● **Written exercise**
Transcribe the passage of the article on objectification in Telugu cinema that lies between "Enough is enough: Viewers" and "a female lead.", inclusive.

BEGIN Excerpt to read

Beyond the visual framing, audiences have raised serious concerns about consent. Several viewers argue that behaviour they perceived as harassment is framed as romance, with one user questioning why stalking, misbehaviour, harassment, and no concept of consent continue to be normalised through heroic characters. Commentators are questioning behind-the-scenes power dynamics, asking how much influence female leads truly possess in an ecosystem heavily dominated by directors and male superstars. Many argue that actresses are routinely reduced to desirable objects with little narrative significance, while questioning why overtly objectifying content escapes the strict censorship faced by political themes.
Sunitha Krishnan, social activist and filmmaker, remarked: When women are treated primarily as visual attractions, concepts such as consent, agency and dignified representation rarely enter the writing process. The focus becomes what will sell rather than whether something is right or wrong.
Instead of constantly objectifying her, maybe give her a role that lets her act
Social media users turned to memes to voice their criticism of Janhvi's portrayal in Devara and Peddi. Actress, film producer, and politician Ramya noted: Even if there's an agreement in place for prior consent, the industry just doesn't take heroines seriously no matter how big a star you are.
Telugu cinema has repeatedly faced criticism for songs and scenes that sexualise female characters. While the stars and films have changed over the years, debates around the male gaze, objectification and the limited agency afforded to heroines continue to resurface. Examples include Peelings (Pushpa 2, 2024), Dabidi Dibidi (Daaku Maharaaj, 2025), Saana Kastam (Acharya, 2022), Ragada Ragada (Ragada, 2010), Tauba Tauba (Sardaar Gabbar Singh, 2016), Chuttamalle (Devara: Part 1, 2024), and the waterfall sequence in Baahubali: The Beginning (2015) featuring Prabhas and Tamannaah Bhatia.
Enough is enough: Viewers call out objectification
User @recommendationcommunity wrote: Peddi frames the denial of human identity as the ultimate systemic evil, yet the camera turns around and denies Janhvi Kapoor's Achiyamma that exact same humanity. Ram Charan's character gets a socio-political crusade for his soul, while she gets a regressive 1980s midriff close up.
@ramya.tallavajhula stated: It is 2026 and we are still doing this... Here we are, still struggling to get the bare minimum dignity for a female lead.
@rmaganti15 commented: Buchi Babu completely sexualised Janhvi Kapoor in the first half. Not leaving any part of her body untouched... Absolutely disgusting work.
@preetiphalke noted: Its not Peddi alone. Pushpa and so many other movies have done this in the past in their own way.
@your.safe.space2025 added: Radhika Apte was absolutely right when she said that Telugu industry is filled with patriarchy and misogyny.
@Capable_List_6290 concluded: Actresses don't deserve to get reduced to mere objects in the year 2026, and Telugu cinema is notorious for romanticizing rape, stalking, sexual assault against women.

END Excerpt to read
BEGIN Entries supplied

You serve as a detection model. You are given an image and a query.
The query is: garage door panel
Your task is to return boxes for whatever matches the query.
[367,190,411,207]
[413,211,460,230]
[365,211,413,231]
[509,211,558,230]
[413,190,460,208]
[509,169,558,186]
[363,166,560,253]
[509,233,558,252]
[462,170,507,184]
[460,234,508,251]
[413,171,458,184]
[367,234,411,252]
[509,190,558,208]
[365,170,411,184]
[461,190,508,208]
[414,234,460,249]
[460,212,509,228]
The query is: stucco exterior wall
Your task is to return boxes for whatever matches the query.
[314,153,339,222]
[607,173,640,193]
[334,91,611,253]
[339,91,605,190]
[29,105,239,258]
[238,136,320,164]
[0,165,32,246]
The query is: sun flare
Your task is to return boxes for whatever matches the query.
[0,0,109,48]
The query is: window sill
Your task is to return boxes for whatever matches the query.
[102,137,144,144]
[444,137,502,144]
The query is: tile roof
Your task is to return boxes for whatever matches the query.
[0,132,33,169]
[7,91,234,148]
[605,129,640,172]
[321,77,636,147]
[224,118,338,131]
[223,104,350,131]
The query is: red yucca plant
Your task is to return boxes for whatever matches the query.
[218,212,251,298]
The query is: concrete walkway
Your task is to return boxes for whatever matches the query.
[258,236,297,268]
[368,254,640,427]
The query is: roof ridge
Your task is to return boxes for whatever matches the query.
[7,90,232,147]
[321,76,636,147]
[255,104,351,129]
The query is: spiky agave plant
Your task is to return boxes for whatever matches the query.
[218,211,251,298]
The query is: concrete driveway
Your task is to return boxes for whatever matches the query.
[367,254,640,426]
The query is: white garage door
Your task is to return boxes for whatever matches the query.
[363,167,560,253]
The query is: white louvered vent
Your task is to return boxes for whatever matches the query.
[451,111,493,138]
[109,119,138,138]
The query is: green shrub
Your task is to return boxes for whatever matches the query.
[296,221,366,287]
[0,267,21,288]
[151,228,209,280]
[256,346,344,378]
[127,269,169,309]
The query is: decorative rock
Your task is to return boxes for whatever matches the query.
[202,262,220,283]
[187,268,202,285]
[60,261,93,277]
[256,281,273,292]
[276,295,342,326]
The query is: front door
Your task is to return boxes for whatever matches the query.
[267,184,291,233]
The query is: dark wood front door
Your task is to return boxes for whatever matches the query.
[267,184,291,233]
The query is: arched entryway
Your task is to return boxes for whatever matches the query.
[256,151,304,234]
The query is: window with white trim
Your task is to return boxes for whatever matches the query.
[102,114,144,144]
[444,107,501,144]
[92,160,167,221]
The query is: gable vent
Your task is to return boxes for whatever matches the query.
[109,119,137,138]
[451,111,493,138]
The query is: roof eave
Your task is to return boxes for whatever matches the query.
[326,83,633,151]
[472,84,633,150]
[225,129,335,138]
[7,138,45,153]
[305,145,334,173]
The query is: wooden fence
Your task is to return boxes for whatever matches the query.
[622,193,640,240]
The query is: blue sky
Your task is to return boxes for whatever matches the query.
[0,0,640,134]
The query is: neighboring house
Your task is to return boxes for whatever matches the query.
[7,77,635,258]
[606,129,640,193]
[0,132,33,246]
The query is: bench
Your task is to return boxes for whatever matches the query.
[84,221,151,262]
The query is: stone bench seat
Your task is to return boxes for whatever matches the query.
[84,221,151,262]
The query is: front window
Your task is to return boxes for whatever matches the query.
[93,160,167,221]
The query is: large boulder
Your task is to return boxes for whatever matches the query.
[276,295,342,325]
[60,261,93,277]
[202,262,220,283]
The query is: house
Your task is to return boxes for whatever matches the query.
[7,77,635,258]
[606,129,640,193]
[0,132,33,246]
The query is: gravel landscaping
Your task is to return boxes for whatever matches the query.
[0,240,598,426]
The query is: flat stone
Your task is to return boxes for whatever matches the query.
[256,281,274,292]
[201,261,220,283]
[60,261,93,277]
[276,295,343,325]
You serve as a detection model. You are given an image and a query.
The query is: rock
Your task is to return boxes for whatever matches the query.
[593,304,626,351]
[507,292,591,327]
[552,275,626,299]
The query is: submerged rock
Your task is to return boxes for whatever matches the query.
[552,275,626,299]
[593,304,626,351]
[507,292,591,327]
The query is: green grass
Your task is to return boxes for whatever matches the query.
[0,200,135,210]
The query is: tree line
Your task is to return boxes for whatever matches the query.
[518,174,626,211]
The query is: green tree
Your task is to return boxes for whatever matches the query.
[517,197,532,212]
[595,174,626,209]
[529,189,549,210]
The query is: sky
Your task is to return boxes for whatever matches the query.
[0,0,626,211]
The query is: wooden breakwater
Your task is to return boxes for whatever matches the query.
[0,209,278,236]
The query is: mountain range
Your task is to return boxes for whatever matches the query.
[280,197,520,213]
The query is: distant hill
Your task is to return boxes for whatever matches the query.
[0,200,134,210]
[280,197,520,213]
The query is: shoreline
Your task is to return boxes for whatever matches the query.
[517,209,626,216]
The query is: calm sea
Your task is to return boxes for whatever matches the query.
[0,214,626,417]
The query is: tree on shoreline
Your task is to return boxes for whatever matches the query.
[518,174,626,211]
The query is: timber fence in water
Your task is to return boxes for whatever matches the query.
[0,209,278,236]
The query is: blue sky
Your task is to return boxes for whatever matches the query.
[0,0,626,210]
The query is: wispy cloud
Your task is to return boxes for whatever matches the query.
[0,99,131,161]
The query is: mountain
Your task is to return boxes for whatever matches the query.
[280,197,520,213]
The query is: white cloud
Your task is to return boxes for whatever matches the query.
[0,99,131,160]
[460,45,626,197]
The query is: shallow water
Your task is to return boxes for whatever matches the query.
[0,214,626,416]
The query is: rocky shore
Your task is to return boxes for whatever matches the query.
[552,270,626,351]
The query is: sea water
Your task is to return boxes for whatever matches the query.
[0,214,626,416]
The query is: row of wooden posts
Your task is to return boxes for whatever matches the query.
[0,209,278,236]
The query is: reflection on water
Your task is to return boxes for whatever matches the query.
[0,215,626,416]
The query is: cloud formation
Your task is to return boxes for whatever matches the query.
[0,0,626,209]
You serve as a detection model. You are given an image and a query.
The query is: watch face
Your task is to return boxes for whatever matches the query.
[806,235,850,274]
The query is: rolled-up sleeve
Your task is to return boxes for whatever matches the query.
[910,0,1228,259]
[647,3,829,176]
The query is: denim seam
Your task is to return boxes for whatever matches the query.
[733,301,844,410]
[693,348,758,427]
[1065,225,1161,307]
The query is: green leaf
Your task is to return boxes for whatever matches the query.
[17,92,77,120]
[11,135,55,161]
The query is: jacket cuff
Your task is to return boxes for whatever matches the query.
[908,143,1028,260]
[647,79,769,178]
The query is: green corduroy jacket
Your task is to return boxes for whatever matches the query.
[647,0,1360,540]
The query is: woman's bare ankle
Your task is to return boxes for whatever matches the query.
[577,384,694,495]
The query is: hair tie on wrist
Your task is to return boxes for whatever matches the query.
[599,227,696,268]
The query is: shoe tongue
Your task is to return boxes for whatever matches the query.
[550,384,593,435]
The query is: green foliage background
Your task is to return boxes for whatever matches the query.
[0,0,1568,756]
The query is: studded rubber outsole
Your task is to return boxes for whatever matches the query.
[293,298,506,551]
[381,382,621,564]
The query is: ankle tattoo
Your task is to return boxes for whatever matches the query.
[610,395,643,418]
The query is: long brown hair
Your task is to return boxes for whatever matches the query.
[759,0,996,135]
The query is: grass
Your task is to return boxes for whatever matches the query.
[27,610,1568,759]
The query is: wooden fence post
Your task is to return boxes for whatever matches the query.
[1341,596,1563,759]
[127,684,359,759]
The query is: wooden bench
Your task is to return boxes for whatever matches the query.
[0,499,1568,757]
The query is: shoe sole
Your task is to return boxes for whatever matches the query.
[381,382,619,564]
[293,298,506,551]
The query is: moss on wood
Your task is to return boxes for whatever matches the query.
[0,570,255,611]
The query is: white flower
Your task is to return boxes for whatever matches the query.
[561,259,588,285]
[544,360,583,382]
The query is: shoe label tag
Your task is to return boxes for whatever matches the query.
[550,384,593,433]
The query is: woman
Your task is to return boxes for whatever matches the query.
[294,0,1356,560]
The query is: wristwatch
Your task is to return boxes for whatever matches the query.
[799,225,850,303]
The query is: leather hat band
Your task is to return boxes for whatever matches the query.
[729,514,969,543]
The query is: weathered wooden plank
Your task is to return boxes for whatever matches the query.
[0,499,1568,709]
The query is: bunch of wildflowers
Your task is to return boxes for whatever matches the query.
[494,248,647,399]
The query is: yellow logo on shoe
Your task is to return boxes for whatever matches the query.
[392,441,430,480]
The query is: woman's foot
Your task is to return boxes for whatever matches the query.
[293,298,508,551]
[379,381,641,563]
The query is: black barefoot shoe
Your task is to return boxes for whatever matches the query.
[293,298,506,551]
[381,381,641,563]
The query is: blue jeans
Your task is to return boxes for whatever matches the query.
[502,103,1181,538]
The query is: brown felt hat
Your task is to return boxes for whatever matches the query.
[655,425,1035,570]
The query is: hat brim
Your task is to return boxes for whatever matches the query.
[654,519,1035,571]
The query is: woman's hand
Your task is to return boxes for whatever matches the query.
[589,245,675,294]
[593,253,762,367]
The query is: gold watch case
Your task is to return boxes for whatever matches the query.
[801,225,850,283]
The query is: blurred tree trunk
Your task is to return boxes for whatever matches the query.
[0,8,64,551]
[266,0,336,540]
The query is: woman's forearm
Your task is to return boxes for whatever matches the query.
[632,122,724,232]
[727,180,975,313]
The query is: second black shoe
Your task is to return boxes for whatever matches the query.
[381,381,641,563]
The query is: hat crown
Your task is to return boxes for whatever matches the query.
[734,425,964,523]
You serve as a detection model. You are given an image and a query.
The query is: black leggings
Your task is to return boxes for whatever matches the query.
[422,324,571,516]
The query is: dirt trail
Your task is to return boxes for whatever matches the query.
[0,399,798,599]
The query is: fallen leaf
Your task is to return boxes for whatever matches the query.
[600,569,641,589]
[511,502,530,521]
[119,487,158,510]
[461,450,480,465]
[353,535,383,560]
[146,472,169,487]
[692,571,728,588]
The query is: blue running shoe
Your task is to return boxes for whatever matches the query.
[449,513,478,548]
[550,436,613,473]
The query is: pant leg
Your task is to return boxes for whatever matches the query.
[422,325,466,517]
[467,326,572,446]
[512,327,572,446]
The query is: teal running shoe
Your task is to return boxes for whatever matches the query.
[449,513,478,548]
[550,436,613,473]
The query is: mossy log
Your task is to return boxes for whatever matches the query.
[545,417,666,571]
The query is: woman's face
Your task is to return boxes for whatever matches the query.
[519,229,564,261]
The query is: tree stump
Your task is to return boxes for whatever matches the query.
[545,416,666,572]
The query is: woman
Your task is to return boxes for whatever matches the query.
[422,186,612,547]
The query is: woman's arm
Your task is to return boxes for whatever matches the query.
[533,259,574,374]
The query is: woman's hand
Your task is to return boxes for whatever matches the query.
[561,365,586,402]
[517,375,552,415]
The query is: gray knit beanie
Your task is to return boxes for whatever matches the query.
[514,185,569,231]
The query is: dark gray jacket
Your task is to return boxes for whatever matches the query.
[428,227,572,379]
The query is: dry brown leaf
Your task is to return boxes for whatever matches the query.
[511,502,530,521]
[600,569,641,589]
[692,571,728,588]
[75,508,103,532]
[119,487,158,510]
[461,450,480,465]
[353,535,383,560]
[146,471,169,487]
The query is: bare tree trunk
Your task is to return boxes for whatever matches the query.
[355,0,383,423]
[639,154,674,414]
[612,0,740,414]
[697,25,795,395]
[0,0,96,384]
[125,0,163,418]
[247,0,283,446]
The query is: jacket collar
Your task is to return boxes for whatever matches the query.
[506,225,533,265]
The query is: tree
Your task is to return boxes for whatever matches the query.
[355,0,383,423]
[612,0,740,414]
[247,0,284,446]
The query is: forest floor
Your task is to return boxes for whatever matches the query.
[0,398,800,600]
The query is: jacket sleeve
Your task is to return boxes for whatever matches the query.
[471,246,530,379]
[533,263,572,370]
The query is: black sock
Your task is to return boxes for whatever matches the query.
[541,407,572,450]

END Entries supplied

● **Expected output**
Enough is enough: Viewers call out objectification
User @recommendationcommunity wrote: Peddi frames the denial of human identity as the ultimate systemic evil, yet the camera turns around and denies Janhvi Kapoor's Achiyamma that exact same humanity. Ram Charan's character gets a socio-political crusade for his soul, while she gets a regressive 1980s midriff close up.
@ramya.tallavajhula stated: It is 2026 and we are still doing this... Here we are, still struggling to get the bare minimum dignity for a female lead.